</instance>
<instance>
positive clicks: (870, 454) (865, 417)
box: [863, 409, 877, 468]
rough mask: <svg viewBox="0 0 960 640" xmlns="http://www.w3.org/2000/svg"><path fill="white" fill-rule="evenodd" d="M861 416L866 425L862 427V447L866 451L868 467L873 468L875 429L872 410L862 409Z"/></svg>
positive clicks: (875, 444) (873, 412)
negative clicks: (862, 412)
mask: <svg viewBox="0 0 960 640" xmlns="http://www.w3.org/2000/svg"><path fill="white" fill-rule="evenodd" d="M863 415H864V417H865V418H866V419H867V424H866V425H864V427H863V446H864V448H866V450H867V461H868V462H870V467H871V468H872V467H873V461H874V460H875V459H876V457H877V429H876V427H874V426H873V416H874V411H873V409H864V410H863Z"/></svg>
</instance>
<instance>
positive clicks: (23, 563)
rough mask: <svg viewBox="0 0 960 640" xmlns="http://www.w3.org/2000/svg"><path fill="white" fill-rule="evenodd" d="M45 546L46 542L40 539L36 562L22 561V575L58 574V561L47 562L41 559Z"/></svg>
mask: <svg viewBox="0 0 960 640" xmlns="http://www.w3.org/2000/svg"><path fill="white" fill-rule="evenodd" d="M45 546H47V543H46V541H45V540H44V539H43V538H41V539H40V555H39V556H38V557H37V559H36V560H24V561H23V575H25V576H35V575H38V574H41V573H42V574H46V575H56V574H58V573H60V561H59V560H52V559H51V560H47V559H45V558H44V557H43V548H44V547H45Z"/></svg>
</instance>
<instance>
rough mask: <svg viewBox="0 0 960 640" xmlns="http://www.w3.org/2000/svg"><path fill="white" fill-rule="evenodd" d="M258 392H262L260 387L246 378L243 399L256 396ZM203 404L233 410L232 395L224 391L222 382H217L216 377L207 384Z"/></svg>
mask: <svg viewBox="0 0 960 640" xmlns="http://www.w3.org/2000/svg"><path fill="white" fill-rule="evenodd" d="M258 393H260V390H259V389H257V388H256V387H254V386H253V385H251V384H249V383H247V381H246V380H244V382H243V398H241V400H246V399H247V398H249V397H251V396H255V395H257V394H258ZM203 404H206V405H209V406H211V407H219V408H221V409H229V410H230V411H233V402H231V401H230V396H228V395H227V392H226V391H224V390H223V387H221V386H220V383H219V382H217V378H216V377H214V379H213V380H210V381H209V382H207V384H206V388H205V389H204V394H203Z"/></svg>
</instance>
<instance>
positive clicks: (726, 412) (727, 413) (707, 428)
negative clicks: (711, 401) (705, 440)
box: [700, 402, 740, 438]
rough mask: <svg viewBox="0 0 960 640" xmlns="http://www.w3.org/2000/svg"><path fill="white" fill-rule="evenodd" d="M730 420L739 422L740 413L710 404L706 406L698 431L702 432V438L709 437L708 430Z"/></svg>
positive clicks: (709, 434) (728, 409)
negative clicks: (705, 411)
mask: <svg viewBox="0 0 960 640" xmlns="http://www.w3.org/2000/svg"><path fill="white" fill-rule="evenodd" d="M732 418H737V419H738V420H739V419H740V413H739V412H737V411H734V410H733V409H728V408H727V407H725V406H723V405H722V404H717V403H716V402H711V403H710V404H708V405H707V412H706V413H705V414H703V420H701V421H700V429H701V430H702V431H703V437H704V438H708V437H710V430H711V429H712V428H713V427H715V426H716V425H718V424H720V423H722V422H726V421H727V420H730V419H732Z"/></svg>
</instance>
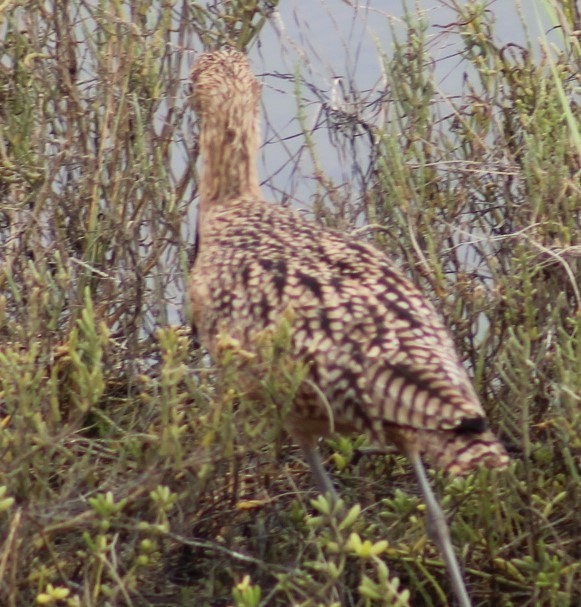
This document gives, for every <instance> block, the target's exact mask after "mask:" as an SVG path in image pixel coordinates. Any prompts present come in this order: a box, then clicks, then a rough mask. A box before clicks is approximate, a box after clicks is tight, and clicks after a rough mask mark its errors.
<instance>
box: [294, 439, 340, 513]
mask: <svg viewBox="0 0 581 607" xmlns="http://www.w3.org/2000/svg"><path fill="white" fill-rule="evenodd" d="M301 447H302V449H303V454H304V456H305V459H306V460H307V463H308V464H309V467H310V468H311V472H312V473H313V477H314V478H315V484H316V486H317V489H318V490H319V492H320V493H321V495H324V496H325V497H328V498H329V499H330V500H331V501H333V502H334V503H335V504H336V503H337V500H338V499H339V496H338V495H337V492H336V491H335V488H334V487H333V483H332V482H331V479H330V478H329V475H328V474H327V471H326V470H325V468H324V467H323V462H321V458H320V456H319V452H318V451H317V446H316V444H314V443H313V442H312V441H308V442H307V441H301Z"/></svg>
____
Tally the lines of the entries that include the word "positive" and give only the total.

5